Problem to solve: The answer should consist of all the records, copied exactly.

Extracted records:
▽

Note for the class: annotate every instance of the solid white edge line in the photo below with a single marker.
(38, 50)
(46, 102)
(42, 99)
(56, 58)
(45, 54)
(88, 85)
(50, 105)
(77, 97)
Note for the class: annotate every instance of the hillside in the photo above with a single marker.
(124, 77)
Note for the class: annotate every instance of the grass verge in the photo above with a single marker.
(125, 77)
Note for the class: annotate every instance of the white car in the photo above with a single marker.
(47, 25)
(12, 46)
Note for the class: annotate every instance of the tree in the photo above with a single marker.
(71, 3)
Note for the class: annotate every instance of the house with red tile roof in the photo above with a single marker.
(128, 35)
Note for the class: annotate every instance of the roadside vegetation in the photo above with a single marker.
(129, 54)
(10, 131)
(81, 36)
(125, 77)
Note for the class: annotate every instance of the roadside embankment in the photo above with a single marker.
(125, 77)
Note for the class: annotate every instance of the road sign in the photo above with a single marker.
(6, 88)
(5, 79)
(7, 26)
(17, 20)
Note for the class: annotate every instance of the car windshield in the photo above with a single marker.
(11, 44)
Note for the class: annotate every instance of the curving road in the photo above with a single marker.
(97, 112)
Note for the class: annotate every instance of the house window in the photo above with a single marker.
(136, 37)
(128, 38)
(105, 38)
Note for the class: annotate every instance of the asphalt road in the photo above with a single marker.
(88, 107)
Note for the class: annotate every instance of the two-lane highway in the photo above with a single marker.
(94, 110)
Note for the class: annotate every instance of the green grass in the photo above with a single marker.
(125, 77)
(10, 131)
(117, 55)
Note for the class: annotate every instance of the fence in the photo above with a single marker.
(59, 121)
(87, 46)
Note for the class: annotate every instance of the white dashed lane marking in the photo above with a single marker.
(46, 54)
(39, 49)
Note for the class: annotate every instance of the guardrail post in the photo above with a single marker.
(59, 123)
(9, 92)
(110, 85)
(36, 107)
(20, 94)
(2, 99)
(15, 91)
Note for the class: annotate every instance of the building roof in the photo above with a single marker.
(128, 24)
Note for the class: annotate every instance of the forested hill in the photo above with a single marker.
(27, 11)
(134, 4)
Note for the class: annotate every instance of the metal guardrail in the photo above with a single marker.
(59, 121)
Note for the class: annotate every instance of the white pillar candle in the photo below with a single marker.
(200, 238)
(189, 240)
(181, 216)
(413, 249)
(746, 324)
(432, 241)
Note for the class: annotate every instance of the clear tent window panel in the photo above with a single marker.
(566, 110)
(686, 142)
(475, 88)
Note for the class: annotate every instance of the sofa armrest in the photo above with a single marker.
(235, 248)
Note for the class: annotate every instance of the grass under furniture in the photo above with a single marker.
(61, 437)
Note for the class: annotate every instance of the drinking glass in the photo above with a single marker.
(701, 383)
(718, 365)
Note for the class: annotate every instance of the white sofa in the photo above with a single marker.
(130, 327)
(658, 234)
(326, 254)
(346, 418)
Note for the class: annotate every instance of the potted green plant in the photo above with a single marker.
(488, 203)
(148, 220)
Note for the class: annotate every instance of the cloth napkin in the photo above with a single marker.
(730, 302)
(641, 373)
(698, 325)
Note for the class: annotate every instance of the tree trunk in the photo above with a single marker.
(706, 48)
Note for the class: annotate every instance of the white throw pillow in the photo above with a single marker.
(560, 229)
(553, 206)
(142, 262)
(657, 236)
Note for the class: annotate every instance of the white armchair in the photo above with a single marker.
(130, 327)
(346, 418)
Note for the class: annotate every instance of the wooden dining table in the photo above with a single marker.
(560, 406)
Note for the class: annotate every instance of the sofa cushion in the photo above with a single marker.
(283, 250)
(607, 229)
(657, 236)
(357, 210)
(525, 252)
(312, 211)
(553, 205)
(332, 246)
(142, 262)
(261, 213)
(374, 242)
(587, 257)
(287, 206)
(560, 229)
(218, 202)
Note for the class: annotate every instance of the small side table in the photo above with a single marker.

△

Task output:
Note for the class: annotate every instance of the solid white edge line in the photo below with a single marker.
(38, 50)
(46, 102)
(42, 99)
(56, 58)
(45, 54)
(88, 85)
(50, 105)
(77, 97)
Note for the class: annotate every instance of the hillside in the photo above with a single marker.
(124, 77)
Note for the class: annotate every instance of the grass verge in the photo above with a single marker.
(125, 77)
Note for the class: annotate every instance of the white car in the photo above with a single marker.
(47, 25)
(12, 46)
Note for the class: annotate every instance of the tree in the photo above with a single marker.
(71, 3)
Note for the class: annotate every instance of the house with red tile roof in the photo above with a single marker.
(128, 35)
Note for the class: annotate every instance of the roadside vegetation in the photo above with a single marker.
(129, 54)
(10, 131)
(81, 36)
(125, 77)
Note for the class: annotate every instance of the roadside embankment in the photo above with a single marker.
(125, 77)
Note for the class: annotate every instance of the road sign in the photo above with a single marker.
(6, 88)
(5, 79)
(7, 26)
(17, 20)
Note for the class: annotate every instance of the car windshield in the photo above with a single marker.
(11, 44)
Note for the class: annotate every instance of the curving road in the photo above with a single marker.
(97, 112)
Note for the class: annotate every instance of the house window in the photo above with a single marker.
(136, 37)
(128, 38)
(105, 38)
Note for the class: annotate every instance of the asphalt road in the photo above with a single marker.
(88, 107)
Note for the class: annotate every instance of the two-lane highway in the photo above with a single marker.
(94, 110)
Note for the class: annotate every instance of the green grass in the photo above with a single marker.
(125, 77)
(10, 131)
(117, 55)
Note for the class: annotate every instance of the fence in the photo above with a single marker.
(59, 121)
(87, 46)
Note for the class: annotate every instance of the white dashed lane marking in the photo above with a single marker.
(46, 54)
(39, 49)
Note for the class: annotate every instance of the guardrail post in the photo above with a single marker.
(59, 123)
(9, 92)
(110, 85)
(36, 107)
(20, 94)
(2, 99)
(15, 91)
Note for the class: annotate every instance of the building roof in the photo above with a single marker.
(128, 24)
Note for the class: annotate every instance of the forested hill in the photo above with a single marker.
(27, 11)
(134, 4)
Note for the class: annotate every instance of the metal guardrail in the photo above with a single marker.
(59, 121)
Note for the class: annotate every instance of the white pillar candle in the photo below with a single marker.
(200, 238)
(189, 240)
(181, 216)
(413, 249)
(746, 324)
(432, 241)
Note for the class: annotate every instance of the clear tent window panel in the photo above with a single marker.
(566, 110)
(686, 142)
(475, 88)
Note for the class: annotate every instance of the sofa armrest in the photo above with a single marker.
(235, 248)
Note for the class: annotate every instance of the grass under furniture in the photo above with a single marker.
(61, 437)
Note for the class: annotate every instance of the drinking glass in the photo above with a single marker.
(701, 383)
(718, 365)
Note for the class: annotate every instance of the white sofa in the photo above with a single marker.
(130, 327)
(658, 234)
(326, 254)
(346, 418)
Note for the class: annotate every instance of the potted green plant in the photo above with a single marker.
(488, 203)
(148, 220)
Note for the class: annotate every instance of the cloth napkin in the photo above with a single marker.
(730, 302)
(641, 373)
(698, 325)
Note for the class: annotate every instance of the tree trunk in the photo above with a single marker.
(706, 48)
Note for the class: annotate every instance of the white throw pillow in the photo above with a single marker.
(560, 229)
(553, 206)
(142, 262)
(657, 236)
Note for the class: annotate every instance of the white armchair in the photo above with a single marker.
(130, 327)
(346, 418)
Note for the class: annotate every instance of the wooden dining table in the photo above with a single marker.
(560, 406)
Note for the class: annotate every instance of the sofa cushion in the photo above with a single marker.
(283, 250)
(607, 229)
(657, 236)
(357, 210)
(525, 252)
(312, 211)
(553, 205)
(332, 246)
(142, 262)
(261, 213)
(374, 242)
(587, 257)
(287, 206)
(560, 229)
(218, 202)
Note for the class: annotate every instance of the small side table in the photo above with a single marker.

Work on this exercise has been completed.